* [WHAT NEEDS TO BE DONE] What comes back must be the data itself, retyped exactly.

* [DATA IN THIS EXERCISE]
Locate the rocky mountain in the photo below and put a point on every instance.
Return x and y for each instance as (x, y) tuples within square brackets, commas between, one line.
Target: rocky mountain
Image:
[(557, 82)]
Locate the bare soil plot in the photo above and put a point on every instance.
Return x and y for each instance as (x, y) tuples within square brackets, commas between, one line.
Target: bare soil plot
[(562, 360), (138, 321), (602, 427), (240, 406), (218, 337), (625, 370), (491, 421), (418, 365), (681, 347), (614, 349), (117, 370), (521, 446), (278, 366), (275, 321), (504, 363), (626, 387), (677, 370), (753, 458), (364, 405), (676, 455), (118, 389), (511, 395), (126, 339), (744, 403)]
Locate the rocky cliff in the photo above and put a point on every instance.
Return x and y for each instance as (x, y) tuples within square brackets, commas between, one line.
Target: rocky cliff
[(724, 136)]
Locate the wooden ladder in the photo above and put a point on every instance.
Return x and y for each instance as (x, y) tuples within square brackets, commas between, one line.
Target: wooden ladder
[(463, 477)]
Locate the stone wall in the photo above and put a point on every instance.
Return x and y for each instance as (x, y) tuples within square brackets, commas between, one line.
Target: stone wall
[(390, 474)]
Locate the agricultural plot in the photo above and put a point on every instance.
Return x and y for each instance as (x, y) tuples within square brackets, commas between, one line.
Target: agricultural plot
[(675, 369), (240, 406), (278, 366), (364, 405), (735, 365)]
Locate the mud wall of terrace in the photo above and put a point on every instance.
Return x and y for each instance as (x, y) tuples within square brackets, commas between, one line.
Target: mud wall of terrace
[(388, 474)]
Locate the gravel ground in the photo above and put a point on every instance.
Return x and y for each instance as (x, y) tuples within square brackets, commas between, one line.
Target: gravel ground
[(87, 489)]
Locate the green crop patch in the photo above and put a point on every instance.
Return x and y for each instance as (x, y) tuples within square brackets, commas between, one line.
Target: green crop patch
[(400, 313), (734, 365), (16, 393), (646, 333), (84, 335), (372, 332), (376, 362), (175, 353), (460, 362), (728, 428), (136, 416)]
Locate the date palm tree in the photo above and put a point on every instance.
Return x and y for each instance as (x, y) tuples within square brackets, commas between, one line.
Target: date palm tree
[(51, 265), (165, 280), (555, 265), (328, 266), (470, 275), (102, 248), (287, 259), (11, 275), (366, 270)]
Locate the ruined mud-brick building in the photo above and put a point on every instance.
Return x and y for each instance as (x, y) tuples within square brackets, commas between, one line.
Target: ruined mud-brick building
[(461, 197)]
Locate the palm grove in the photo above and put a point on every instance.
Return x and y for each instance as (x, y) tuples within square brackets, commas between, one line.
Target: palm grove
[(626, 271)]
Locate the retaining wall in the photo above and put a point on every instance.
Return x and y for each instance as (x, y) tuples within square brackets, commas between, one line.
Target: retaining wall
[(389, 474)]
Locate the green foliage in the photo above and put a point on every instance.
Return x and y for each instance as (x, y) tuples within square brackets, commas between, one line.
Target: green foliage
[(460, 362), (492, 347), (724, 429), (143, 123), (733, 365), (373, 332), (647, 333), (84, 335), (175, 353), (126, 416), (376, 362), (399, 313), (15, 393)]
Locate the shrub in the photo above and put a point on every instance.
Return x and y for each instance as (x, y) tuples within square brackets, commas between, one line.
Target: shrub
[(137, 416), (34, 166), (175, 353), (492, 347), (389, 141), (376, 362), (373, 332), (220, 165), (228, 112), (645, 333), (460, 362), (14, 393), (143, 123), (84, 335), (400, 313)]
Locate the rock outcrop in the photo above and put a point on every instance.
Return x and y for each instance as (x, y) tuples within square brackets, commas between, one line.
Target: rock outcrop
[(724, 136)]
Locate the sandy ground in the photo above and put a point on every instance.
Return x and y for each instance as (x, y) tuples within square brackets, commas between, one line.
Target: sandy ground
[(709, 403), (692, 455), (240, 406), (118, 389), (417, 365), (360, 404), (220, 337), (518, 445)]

* [RESULT FOR THIS EXERCISE]
Locate the rocky mountain in the photo below and put a point on every instance.
Return x and y for each instance as (x, y) tuples within square brackets, commas between, one line.
Target: rocky mountain
Image:
[(557, 82)]
Locate the bare soil plot in the photo above and put a point on every instance.
Return x and y for each instance as (x, y) tuples within square brackets, commas between, one line.
Target: bare soil plot
[(562, 360), (138, 321), (602, 427), (240, 406), (218, 337), (625, 370), (491, 421), (418, 365), (681, 347), (614, 349), (117, 370), (521, 446), (278, 366), (275, 321), (504, 363), (626, 387), (677, 370), (753, 458), (364, 405), (676, 455), (118, 389), (511, 395), (126, 339), (744, 403)]
Locate the rocky cliff in the photo above and put a point on every instance.
Return x and y for each instance as (x, y) tuples within square brackets, commas between, one line.
Target: rocky cliff
[(724, 136)]
Locate the wooden ladder in the photo above and put a point on every instance.
Return x and y for each instance as (x, y) tuples within square brackets, commas between, one line.
Target: wooden ladder
[(463, 477)]
Locate the stone wall in the photo above and put a point on every instance.
Return x and y for each instance as (x, y) tuples within square brackets, commas between, one line.
Target: stone wall
[(390, 474)]
Locate the agricultural plot in the photo above and put a point on every instance.
Return x and y for each instance as (x, y) tuples within square brackets, commas between, one line.
Target: agricultural plot
[(675, 369), (240, 406), (278, 366), (364, 405), (735, 365)]
Locate the mud wall of terrace in the photo above and put a point on every instance.
Return x and y for each instance as (x, y) tuples within square brackets, commas between, one line.
Target: mud wall of terrace
[(388, 474)]
Locate the gravel ground in the photo above and put a point on every instance.
Return x and y for each instance as (x, y) tuples within square brackets, commas between, one line.
Target: gravel ground
[(87, 489)]
Locate the green crop patch in the photo above and put a point on every instance.
Return x and y for each instance as (x, y) tuples within square brackets, commas between, one line.
Target: green crop patch
[(400, 313), (734, 365), (16, 393), (646, 333), (84, 335), (372, 332), (376, 362), (175, 353), (460, 362), (728, 428), (136, 416)]
Locate the date palm tree in the photo above and put a point on every instance.
Return x and y for each instance as (x, y) tuples within square brackets, commas between, one line.
Target: date palm tree
[(51, 265), (165, 280), (555, 265), (328, 266), (470, 275), (102, 248), (287, 259), (11, 275), (366, 270)]
Locate the ruined mud-brick building in the photo above and put a point on every instance.
Return x and y for each instance as (x, y) tuples within square brackets, commas between, one line.
Target: ruined mud-brick building
[(461, 197)]
Locate the palm grove in the photo above and put a point on every instance.
Return x and y for each instance as (x, y) tuples within square brackets, commas between, one line.
Target: palm grove
[(626, 271)]
Locate the retaining wall in the photo above and put a point on every instance.
Return x and y for each instance as (x, y) tuples within square brackets, commas between, one line.
Target: retaining wall
[(389, 474)]
Locate the green foliage in the photo above and put a point on every instance.
Return x and y for each instance as (x, y) tuples within square brackets, commas between, one line.
Target: green foliage
[(460, 362), (492, 347), (724, 429), (143, 123), (733, 365), (373, 332), (647, 333), (84, 335), (175, 353), (126, 416), (376, 362), (399, 313), (15, 393)]
Locate the shrub in the photo above and put a point on every instance.
Return x and y for each instance as (x, y) tuples within square brackets, commas between, one line.
Target: shrub
[(137, 416), (34, 166), (175, 353), (492, 347), (389, 141), (376, 362), (373, 332), (220, 165), (228, 112), (645, 333), (460, 362), (14, 393), (143, 123), (84, 335), (400, 313)]
Locate the rock outcrop in the photo above and put a point on every instance.
Return x and y for each instance as (x, y) tuples within square brackets, commas between, one line.
Target: rock outcrop
[(724, 136)]
Locate the sandy ground in the photo above and put a point on every instance.
Return x and y for each instance as (x, y) tuples within square brackets, commas between, one line.
Target: sandy ground
[(709, 403), (692, 455), (240, 406), (118, 389), (417, 365), (360, 404), (220, 337), (518, 445)]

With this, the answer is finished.